- [List of tasks]
1) In the Comfort Food post, what kind of cut was the author told on their birthday that the surgery would now involve?
2) In the Comfort Food post, list the images the author uses in the final paragraph to describe the stress felt in the week before the 800m exam.

Start of Selected extract

Comfort Food

on 2022-08-19

Pre-Story🔗


Let's pick up the story from Real Deal Burger

... Not only for the juicy hemoglobin, also for the hemoglobin hemoglobin. More on that later.

What do I meant by "hemoglobin hemoglobin"? Hemoglobin is a certain protein in red blood cells that binds oxygen. It's measured in most of the blood panel tests as an index of how much oxygen your blood carries. Though it's scientifically not correct to call the bloody red blood hemoglobin, as hemoglobin is a protein in the red cells in the blood not the blood itself. Given its key role in fulfilling blood's functionality, hopefully the use of synecdoche (hemoglobin <-> blood) here is well understood. Believe it or not, the quickest way to boost hemoglobin level is to eat the juicy hemoglobin. You may ask, wait, but why?

Back to the story, I was originally scheduled for a surgery that involves minor incisions. On the day of my birthday after more exams, I was informed the plan had changed. Not the it-wont-hurt-much teeny tiny pinholes but the oh-its-gonna-hurt whopping 10cm cut. What a message to receive on my birthday. Feels like the kind of mischievous prank fate would play on you. Actually, the whole experience of going to the hospital on my birthday has been, for the lack of better word, bitter sweet.

...: Date of birth?

YY: August 9th, today

...: Aww, happy birthday! Aww, I'm sorry you have to do xxx on your birthday

YY: (bitter smile) It's fine...

The week after my birthday before surgery has been in the subliminal gloom of worry and fidget. Interestingly, I find the experience closest to what I felt prior to the 800m exam in P.E. class back in high school. I used to suck at running. There are two exams for 800m per semester, midterm and final. Every time has been a huge struggle for me, super out of breath during the run and super nausea after the run. So normally a week prior to the exam, the mental stress started to build up. It's like a gloom in the background of the mood, not raining cats and dogs but blocking sunshine from any way. It's like a needle close to the spine, once relaxing too much it pinches you back to the tense posture. The intimidation haunts you in the subconscious that before it's done there is always a knot in the back of your mind.

End of Selected extract
Start of Information supplied

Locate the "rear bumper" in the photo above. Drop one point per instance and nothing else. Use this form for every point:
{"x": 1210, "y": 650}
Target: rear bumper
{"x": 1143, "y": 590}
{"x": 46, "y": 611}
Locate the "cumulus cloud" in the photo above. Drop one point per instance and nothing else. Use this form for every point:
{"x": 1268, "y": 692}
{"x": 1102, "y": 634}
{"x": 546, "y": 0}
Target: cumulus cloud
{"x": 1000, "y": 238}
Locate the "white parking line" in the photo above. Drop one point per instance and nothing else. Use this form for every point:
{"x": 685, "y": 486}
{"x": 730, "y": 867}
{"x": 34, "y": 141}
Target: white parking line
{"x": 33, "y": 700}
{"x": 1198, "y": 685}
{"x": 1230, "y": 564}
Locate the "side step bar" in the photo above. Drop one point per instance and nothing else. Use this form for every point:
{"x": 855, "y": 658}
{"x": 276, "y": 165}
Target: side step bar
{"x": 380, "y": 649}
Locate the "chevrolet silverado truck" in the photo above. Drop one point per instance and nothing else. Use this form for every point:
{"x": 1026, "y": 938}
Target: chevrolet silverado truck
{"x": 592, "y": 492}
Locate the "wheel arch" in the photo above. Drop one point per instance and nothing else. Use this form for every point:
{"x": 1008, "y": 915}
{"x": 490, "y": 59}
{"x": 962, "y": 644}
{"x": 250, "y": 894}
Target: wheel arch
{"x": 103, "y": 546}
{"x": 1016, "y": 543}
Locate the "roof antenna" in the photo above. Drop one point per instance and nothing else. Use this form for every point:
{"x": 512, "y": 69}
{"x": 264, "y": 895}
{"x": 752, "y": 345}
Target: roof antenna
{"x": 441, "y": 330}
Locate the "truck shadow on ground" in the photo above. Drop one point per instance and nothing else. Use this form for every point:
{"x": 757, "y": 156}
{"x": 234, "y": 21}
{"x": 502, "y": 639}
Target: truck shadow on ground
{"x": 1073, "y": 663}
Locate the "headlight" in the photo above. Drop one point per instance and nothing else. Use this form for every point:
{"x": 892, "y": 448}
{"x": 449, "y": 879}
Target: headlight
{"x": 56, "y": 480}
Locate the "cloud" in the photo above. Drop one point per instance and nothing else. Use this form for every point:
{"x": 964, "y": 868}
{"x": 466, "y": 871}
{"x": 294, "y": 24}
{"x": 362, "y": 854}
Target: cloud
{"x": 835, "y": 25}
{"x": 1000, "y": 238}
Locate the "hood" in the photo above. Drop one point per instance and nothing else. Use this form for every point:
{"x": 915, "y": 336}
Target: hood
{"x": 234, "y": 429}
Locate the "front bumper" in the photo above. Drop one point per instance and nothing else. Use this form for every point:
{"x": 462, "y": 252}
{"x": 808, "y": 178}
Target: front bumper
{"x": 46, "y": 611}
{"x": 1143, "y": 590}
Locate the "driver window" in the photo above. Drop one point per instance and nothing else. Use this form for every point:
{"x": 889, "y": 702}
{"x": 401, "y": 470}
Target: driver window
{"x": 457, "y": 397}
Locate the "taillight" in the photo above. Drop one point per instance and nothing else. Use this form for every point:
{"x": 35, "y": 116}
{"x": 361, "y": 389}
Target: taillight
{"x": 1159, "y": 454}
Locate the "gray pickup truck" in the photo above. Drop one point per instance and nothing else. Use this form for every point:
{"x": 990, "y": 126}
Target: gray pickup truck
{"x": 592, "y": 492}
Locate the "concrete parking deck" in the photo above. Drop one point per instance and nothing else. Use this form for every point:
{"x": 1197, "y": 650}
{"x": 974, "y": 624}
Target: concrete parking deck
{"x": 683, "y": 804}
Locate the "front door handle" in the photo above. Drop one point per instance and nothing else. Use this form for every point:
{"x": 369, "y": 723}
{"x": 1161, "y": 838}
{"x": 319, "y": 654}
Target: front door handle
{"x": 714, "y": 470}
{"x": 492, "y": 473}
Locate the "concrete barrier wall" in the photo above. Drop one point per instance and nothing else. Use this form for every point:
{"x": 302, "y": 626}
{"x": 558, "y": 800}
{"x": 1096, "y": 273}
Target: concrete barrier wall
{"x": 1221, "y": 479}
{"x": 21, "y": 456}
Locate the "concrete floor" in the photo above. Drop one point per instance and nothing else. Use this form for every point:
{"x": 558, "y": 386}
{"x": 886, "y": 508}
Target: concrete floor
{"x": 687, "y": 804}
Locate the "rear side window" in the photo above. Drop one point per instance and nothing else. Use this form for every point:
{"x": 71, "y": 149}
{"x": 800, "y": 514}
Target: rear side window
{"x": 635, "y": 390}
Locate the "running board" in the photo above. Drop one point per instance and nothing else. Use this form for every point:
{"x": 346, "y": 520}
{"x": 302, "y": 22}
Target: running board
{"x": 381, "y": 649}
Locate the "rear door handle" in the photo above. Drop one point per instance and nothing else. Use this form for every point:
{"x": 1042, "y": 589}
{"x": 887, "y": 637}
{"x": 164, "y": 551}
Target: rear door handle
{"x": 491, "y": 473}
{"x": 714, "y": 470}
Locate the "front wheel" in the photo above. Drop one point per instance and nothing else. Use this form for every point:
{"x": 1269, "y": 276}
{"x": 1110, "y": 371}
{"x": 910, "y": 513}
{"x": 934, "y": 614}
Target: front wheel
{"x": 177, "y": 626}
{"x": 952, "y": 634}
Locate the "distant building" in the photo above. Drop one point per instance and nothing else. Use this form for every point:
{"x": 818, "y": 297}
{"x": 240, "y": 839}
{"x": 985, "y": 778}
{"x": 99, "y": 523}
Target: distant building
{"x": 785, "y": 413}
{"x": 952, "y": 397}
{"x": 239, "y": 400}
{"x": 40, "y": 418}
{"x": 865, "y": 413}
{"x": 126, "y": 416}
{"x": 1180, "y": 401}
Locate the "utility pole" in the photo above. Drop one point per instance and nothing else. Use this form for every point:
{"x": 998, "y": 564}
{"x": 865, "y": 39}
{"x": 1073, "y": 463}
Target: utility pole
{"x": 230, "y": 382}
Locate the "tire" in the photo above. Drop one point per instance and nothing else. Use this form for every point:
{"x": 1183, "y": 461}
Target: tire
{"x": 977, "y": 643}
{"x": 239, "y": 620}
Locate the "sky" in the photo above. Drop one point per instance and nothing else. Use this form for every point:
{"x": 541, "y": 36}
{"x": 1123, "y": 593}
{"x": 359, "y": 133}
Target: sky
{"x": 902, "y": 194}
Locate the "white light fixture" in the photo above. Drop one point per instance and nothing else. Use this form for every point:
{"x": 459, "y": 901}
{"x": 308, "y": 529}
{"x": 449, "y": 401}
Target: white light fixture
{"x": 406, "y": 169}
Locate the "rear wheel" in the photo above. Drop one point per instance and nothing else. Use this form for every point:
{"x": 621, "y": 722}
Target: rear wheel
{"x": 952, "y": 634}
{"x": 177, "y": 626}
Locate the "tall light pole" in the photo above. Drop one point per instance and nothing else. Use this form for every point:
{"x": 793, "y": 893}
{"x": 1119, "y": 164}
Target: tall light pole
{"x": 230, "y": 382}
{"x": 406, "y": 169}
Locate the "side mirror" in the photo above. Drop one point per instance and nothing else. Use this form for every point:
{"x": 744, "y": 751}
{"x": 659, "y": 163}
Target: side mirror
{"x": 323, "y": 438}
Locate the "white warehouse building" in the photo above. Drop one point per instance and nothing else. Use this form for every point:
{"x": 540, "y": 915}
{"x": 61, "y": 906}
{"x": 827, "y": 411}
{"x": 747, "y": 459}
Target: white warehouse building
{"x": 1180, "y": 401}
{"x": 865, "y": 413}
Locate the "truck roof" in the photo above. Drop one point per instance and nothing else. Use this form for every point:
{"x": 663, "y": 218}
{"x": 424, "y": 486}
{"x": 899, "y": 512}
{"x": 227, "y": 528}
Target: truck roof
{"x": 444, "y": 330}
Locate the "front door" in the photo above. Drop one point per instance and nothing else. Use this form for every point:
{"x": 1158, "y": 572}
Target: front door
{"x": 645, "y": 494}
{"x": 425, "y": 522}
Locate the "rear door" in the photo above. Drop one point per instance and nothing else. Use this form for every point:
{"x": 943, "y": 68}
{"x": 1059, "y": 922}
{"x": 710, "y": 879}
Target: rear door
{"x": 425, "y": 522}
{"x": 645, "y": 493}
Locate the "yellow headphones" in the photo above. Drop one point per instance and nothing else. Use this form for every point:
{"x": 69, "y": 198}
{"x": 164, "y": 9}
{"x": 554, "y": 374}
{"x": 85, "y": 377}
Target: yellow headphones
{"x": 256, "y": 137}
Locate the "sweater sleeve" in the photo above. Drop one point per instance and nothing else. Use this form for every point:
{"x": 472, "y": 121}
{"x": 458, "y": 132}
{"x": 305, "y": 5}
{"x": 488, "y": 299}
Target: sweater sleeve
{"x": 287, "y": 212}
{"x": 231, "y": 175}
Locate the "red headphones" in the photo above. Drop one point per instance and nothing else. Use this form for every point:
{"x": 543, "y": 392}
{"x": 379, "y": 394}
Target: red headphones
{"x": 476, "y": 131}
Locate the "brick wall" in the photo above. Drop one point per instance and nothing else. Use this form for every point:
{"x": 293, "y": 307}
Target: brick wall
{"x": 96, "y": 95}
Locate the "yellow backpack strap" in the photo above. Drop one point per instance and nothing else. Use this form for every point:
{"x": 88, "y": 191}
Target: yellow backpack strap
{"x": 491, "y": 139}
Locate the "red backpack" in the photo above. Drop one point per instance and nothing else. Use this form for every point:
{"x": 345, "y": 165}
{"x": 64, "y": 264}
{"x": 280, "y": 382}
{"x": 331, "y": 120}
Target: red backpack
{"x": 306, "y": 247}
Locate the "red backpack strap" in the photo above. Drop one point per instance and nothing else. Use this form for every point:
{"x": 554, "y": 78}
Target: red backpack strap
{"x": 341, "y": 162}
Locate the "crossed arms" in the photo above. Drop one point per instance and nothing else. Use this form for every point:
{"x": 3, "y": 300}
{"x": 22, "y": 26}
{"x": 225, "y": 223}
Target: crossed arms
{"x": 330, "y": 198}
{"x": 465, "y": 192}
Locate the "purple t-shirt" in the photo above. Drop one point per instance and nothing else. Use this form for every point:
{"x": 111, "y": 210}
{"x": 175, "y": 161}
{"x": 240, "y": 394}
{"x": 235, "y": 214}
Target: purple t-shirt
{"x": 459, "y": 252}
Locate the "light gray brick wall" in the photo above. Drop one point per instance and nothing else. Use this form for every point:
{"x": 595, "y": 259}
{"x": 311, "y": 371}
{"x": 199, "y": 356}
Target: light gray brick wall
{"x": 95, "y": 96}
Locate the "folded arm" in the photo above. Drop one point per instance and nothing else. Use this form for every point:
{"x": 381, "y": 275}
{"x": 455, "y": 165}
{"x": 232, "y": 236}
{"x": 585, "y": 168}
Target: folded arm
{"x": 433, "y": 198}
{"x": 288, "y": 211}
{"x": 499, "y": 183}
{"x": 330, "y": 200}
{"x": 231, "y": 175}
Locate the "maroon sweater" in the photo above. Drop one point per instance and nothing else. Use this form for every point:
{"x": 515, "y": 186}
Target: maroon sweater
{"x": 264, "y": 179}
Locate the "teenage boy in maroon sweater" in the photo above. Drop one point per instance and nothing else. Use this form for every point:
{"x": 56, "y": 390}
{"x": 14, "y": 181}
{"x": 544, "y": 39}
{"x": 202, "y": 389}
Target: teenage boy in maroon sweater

End of Information supplied

- [Responses by task]
1) A 10cm cut.

2)
- A gloom in the background of the mood that blocks sunshine
- A needle close to the spine that pinches you back to a tense posture
- A knot in the back of your mind